>> start Records supplied

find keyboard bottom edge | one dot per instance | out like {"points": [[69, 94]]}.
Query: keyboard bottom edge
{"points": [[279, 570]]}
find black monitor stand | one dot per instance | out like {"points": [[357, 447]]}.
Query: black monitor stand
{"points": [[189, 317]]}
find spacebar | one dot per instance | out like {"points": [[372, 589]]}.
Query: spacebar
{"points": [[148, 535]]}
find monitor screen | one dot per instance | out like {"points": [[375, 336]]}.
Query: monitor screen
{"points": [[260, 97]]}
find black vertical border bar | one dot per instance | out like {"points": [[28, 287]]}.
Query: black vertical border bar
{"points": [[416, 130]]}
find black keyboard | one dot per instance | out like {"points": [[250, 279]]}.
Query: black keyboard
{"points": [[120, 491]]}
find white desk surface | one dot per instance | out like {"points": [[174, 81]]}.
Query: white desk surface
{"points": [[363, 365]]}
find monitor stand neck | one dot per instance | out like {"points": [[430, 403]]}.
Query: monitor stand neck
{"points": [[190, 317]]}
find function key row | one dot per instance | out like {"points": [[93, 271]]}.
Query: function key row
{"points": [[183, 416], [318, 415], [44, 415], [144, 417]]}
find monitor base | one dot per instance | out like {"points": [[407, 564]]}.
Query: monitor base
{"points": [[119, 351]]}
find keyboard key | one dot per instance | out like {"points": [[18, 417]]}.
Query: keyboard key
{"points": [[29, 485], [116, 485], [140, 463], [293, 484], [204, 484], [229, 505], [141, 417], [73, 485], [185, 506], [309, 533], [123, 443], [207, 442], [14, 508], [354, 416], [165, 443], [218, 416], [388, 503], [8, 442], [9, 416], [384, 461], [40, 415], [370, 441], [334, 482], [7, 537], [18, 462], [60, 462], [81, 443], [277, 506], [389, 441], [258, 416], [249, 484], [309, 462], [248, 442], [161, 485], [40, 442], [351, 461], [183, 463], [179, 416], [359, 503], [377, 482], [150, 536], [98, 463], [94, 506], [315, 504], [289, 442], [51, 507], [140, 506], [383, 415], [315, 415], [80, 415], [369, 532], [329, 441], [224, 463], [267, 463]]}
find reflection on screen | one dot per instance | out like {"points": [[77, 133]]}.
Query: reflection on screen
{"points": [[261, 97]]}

>> end Records supplied

Copy everything from the line with "find keyboard key" down to the line with "Query: keyboard key", putting "keyboard button" in place of "keyboard key" and changing nothing else.

Result of this exercise =
find keyboard button | one dot per instance | out like {"points": [[18, 417]]}.
Query: keyboard button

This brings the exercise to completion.